WORK TO COMPLETE ::
Retype the collection of jokes below word for word, keeping every line as it appears.

EXERCISE TEXT ::
---*---
A bird laments over the corpse of its fallen comrade. “Tern down. For what?”
Wooden toothpicks are great for when you have something stuck in your teeth but you also want something else stuck in your teeth
Elton John ”Hold me closer, tiny dancer”
CDC ”Stop right there!!”
I’ve been jogging for 6 minutes & there are, literally, 9 vultures circling above me.
We’re looking for a place with a nice view of the sidewalk, a big garden to dig up and a soundproof basement for storms.
–Dog House Hunters
people are saying The Quiet Place is a scary movie but as a husband and father of four it sounds magical
I hope the aliens aren’t good at basketball. My chances of making it into the NBA are already slim.
Give a man a fish, he eats for a day.
Teach a man to fish, and you’ll have the weekends to yourself.
Recipes be like you’ll need an 1/8 tsp of this really hard to find item. Also, it’s gonna cost $125
H. P. Lovecraft implies the existence of H. P. Livecraft and H. P. Laughcraft
[Date]
Karen: “You okay?”
Ian: “I’m undressing you in my mind”
K: “Okay… you look confused!”
I: “I’ve never seen a bra strap like this”
Tried to pull up my sleeve and accidentally punched myself.
It’s okay, I’ve had it coming for some time now.
School crossing signs are bullshit, i’ve literally never seen a kid walking 20 mph
If I’m your lawyer, we’re in jail
Kids today don’t know how easy they have it. When I was young, I had to walk 9 feet through shag carpet to change the TV channel.
---*---
PROVIDED MATERIAL ::
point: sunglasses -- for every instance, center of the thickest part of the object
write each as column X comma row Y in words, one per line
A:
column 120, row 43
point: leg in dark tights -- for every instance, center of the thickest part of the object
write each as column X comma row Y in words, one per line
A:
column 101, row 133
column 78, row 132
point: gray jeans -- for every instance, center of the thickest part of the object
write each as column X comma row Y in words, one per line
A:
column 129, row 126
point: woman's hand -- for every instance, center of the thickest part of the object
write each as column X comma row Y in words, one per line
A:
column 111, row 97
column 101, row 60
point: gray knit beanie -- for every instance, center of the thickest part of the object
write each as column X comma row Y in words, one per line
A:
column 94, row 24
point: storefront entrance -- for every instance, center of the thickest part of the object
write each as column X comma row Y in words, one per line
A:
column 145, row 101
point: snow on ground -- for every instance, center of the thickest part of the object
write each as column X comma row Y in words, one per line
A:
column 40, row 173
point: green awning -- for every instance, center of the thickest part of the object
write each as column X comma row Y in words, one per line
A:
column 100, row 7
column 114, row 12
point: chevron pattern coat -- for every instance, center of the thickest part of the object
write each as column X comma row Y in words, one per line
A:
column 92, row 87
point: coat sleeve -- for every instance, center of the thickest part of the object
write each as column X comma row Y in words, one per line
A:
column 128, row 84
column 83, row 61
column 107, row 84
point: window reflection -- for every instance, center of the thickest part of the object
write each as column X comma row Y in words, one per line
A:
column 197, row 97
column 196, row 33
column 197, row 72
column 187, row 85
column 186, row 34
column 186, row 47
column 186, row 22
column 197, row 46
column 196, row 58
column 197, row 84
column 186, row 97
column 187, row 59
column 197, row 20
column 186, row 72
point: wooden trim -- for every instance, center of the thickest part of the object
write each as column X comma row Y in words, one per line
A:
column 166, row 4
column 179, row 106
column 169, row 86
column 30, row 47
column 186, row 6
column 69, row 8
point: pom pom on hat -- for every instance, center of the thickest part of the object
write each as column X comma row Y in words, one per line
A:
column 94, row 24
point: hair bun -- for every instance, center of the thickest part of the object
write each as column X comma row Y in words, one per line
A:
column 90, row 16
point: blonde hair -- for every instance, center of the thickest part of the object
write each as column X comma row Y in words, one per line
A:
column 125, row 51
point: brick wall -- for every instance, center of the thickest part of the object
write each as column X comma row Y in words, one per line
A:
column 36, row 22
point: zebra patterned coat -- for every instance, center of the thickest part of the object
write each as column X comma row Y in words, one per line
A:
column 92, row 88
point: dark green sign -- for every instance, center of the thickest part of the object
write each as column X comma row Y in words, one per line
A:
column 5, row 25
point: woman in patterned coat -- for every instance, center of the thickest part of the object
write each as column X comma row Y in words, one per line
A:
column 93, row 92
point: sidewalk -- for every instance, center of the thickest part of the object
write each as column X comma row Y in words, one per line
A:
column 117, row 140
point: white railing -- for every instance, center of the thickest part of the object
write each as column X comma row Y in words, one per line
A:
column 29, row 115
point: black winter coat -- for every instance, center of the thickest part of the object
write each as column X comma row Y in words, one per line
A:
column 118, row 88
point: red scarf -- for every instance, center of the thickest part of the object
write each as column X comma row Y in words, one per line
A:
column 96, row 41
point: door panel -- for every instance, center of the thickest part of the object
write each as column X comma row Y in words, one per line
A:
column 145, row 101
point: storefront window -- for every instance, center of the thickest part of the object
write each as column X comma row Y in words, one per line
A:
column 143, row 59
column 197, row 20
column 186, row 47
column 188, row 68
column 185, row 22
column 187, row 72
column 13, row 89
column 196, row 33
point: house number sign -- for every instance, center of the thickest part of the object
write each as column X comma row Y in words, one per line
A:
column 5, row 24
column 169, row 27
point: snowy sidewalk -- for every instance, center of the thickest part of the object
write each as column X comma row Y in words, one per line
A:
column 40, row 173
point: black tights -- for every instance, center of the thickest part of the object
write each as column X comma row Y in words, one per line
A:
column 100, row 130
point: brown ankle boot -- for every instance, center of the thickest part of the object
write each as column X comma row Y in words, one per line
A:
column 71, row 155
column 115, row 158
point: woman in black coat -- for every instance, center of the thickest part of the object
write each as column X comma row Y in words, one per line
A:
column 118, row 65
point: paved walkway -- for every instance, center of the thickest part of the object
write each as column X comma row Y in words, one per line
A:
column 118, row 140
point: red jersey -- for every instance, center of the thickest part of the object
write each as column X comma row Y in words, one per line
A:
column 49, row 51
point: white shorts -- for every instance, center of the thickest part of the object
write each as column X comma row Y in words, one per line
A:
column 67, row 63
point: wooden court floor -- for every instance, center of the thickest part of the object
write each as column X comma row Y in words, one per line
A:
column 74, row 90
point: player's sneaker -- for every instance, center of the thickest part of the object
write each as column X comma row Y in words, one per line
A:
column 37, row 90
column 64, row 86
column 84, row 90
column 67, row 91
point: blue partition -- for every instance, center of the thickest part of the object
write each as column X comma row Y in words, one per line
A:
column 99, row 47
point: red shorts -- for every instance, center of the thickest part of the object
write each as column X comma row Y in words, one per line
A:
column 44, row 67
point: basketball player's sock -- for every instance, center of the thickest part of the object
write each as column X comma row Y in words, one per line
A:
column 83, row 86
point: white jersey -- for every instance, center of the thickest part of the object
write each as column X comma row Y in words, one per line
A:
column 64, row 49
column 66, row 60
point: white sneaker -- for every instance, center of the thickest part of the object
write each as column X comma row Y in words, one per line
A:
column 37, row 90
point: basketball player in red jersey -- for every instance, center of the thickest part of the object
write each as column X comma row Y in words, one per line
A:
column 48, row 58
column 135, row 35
---*---
COMPLETED TASK ::
A bird laments over the corpse of its fallen comrade. “Tern down. For what?”
Wooden toothpicks are great for when you have something stuck in your teeth but you also want something else stuck in your teeth
Elton John ”Hold me closer, tiny dancer”
CDC ”Stop right there!!”
I’ve been jogging for 6 minutes & there are, literally, 9 vultures circling above me.
We’re looking for a place with a nice view of the sidewalk, a big garden to dig up and a soundproof basement for storms.
–Dog House Hunters
people are saying The Quiet Place is a scary movie but as a husband and father of four it sounds magical
I hope the aliens aren’t good at basketball. My chances of making it into the NBA are already slim.
Give a man a fish, he eats for a day.
Teach a man to fish, and you’ll have the weekends to yourself.
Recipes be like you’ll need an 1/8 tsp of this really hard to find item. Also, it’s gonna cost $125
H. P. Lovecraft implies the existence of H. P. Livecraft and H. P. Laughcraft
[Date]
Karen: “You okay?”
Ian: “I’m undressing you in my mind”
K: “Okay… you look confused!”
I: “I’ve never seen a bra strap like this”
Tried to pull up my sleeve and accidentally punched myself.
It’s okay, I’ve had it coming for some time now.
School crossing signs are bullshit, i’ve literally never seen a kid walking 20 mph
If I’m your lawyer, we’re in jail
Kids today don’t know how easy they have it. When I was young, I had to walk 9 feet through shag carpet to change the TV channel.